[Coordinate labeling data]
----
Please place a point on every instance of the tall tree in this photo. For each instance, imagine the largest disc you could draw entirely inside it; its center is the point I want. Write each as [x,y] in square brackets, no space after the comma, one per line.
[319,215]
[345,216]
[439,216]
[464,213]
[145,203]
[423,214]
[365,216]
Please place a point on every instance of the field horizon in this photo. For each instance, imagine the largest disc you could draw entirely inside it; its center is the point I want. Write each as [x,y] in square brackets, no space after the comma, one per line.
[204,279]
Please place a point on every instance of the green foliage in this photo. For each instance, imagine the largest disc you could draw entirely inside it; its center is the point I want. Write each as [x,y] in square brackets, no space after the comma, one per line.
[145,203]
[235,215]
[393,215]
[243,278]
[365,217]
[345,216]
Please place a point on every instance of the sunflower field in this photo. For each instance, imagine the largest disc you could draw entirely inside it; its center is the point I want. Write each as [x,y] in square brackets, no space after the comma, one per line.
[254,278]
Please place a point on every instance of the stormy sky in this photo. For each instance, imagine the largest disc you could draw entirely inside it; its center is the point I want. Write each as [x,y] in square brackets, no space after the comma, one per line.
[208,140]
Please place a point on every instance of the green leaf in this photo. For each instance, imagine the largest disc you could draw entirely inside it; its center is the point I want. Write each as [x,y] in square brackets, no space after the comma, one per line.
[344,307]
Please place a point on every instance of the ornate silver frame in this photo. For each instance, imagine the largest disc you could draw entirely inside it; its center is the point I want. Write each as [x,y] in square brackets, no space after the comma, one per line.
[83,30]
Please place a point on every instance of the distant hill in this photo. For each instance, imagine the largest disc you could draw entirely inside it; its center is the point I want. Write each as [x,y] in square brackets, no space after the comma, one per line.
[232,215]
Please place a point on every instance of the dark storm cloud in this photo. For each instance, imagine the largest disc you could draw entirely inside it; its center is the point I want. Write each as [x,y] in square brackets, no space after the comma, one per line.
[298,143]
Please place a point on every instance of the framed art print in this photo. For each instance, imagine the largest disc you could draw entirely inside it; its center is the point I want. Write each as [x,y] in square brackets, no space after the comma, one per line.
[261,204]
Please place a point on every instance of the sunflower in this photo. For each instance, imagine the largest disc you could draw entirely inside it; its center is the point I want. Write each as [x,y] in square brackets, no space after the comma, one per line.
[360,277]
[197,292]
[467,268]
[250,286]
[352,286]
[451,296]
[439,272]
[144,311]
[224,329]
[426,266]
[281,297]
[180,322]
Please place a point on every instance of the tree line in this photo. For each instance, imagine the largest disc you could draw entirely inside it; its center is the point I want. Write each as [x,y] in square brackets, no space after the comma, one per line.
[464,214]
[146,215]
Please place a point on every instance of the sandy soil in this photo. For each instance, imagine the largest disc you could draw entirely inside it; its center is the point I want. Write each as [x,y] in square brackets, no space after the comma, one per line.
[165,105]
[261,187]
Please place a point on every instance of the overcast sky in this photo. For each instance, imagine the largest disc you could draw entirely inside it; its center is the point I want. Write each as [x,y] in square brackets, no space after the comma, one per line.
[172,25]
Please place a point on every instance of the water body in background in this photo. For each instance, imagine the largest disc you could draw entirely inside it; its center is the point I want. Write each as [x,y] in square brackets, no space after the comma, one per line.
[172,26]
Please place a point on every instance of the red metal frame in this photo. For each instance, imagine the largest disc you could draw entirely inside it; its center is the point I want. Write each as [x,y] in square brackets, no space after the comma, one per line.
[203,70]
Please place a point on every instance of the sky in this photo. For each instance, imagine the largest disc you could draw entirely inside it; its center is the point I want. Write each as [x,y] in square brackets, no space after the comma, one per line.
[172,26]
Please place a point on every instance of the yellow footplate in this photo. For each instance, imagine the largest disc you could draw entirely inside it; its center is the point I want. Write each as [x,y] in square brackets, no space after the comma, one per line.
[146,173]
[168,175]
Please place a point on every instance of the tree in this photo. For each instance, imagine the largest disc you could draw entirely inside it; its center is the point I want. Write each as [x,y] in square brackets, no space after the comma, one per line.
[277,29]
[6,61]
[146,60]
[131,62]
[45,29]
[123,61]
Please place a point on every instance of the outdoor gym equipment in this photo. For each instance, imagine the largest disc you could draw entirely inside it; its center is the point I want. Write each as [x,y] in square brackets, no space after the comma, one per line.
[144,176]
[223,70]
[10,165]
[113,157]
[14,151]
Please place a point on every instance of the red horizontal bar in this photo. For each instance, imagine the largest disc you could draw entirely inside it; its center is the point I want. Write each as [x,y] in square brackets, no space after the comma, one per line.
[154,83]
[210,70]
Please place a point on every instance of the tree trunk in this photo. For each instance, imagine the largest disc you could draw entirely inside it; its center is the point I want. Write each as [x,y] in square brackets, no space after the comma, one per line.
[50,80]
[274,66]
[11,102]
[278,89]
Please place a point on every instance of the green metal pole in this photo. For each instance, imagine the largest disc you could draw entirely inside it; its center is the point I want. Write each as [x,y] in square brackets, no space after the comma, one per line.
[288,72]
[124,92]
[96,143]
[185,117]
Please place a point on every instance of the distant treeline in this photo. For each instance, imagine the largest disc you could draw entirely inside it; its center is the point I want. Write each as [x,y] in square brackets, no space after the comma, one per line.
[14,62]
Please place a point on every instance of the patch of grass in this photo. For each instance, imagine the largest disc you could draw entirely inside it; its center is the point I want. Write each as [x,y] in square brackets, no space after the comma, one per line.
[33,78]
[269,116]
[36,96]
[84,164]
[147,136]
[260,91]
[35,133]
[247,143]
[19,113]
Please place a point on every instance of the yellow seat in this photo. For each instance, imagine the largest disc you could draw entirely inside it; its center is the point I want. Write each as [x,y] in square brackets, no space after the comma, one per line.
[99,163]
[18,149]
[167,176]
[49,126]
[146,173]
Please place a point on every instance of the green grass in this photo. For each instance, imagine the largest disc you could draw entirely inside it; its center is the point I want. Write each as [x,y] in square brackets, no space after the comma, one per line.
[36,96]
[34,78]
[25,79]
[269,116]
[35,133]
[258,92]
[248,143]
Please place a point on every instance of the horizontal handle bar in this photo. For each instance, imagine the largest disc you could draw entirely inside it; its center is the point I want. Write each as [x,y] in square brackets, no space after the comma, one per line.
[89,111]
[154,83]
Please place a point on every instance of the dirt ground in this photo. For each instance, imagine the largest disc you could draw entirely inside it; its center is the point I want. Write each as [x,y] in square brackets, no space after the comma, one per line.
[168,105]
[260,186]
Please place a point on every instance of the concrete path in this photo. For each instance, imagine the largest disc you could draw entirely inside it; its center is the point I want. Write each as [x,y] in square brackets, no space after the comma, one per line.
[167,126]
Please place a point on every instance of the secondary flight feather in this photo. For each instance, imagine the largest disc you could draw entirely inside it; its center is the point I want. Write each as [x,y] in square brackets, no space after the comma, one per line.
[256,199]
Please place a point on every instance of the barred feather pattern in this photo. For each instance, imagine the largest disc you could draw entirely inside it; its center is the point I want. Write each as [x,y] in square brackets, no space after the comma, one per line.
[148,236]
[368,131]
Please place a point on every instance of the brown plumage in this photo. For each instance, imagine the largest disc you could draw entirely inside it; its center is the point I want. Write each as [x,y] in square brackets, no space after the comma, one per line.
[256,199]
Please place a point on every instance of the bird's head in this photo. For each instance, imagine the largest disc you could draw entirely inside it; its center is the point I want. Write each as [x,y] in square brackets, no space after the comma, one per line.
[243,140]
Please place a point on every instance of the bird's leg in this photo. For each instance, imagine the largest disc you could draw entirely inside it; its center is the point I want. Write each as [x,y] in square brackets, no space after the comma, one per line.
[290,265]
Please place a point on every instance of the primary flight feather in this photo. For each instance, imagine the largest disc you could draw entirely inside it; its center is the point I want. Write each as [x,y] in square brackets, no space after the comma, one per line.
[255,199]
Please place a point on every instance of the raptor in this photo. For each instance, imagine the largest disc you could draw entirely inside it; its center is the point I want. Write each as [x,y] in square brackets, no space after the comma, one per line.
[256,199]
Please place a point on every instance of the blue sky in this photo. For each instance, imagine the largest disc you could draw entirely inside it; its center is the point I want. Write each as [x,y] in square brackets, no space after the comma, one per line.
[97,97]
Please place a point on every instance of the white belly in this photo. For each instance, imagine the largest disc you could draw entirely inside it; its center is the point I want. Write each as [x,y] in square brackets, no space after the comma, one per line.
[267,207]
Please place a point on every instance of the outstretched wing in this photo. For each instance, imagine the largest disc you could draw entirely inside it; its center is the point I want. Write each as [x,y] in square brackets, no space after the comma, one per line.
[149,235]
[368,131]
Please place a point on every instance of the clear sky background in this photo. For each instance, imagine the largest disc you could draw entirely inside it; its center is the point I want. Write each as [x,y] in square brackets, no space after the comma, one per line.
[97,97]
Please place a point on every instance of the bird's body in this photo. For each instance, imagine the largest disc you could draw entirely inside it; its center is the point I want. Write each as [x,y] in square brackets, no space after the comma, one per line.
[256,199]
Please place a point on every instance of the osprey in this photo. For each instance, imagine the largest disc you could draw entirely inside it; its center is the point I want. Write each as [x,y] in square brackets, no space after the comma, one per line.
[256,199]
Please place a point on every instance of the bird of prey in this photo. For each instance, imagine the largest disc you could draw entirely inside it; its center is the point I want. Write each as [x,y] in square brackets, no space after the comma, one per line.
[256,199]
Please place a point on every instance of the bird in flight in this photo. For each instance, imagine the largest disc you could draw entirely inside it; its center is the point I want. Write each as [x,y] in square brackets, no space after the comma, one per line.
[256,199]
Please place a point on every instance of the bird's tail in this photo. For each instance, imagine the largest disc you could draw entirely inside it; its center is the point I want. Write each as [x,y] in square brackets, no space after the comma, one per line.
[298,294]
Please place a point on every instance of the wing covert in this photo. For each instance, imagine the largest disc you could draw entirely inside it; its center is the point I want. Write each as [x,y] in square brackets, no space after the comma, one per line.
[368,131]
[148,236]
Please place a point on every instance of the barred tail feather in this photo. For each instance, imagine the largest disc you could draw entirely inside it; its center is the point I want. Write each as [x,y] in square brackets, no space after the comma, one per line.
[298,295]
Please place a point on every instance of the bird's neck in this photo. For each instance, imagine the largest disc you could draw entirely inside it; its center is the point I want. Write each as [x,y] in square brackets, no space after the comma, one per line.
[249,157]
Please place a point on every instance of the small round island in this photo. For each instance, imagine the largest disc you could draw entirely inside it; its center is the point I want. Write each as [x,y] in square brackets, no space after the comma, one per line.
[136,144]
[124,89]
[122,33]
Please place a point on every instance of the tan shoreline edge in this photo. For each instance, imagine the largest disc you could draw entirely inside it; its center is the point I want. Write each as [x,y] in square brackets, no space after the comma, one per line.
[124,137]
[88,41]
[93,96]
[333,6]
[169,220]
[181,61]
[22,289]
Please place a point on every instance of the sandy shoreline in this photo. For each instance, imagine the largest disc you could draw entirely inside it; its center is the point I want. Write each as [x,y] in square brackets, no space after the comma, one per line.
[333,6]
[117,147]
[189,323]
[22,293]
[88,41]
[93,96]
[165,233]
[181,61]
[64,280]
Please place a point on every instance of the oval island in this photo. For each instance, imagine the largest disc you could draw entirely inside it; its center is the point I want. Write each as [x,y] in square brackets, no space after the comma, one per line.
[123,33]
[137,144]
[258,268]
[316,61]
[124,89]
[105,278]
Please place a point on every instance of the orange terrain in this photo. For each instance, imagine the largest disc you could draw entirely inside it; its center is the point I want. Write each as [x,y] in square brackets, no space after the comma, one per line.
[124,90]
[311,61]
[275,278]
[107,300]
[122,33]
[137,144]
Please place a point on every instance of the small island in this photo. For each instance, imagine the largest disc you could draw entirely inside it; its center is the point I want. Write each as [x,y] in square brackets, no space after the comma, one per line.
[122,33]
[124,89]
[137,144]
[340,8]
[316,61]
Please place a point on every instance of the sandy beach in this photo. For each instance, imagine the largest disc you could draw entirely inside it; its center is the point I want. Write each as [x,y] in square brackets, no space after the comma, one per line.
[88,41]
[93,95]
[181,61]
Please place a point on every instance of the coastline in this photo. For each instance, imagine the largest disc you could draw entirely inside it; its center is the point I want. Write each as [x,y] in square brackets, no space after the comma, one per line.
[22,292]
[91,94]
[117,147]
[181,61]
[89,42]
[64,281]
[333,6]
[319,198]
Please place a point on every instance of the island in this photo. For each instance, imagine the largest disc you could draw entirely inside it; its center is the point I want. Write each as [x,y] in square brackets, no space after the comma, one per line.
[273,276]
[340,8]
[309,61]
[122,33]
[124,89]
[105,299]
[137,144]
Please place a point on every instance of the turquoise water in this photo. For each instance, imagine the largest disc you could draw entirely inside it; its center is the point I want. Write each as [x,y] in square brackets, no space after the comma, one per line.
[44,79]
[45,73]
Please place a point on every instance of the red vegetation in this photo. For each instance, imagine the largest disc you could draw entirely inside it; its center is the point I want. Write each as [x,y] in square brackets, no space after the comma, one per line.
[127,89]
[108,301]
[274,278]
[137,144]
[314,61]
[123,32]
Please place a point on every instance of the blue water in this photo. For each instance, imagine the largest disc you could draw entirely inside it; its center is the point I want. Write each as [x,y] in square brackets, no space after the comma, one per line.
----
[Work instructions]
Repeat exactly, and only, the lines from the line containing "Please place a point on every instance of the red vegetation" through the last line of the records above, both included.

[Solution to this exercise]
Please place a point on every instance of the red vegetation in this photo. For each instance, imagine the largest disc you could draw entirely inside it; its center is the point I want. Write each as [x,y] in square brackets, no space after the comma, one per line.
[127,89]
[108,301]
[274,278]
[137,144]
[314,61]
[123,32]
Please place a point on every instance of the blue water in this photo. For each instance, imagine the largest disc you could draw entirely inside it; its center is the point I want. Write each as [x,y] in square brackets, no space after the comma, one per line.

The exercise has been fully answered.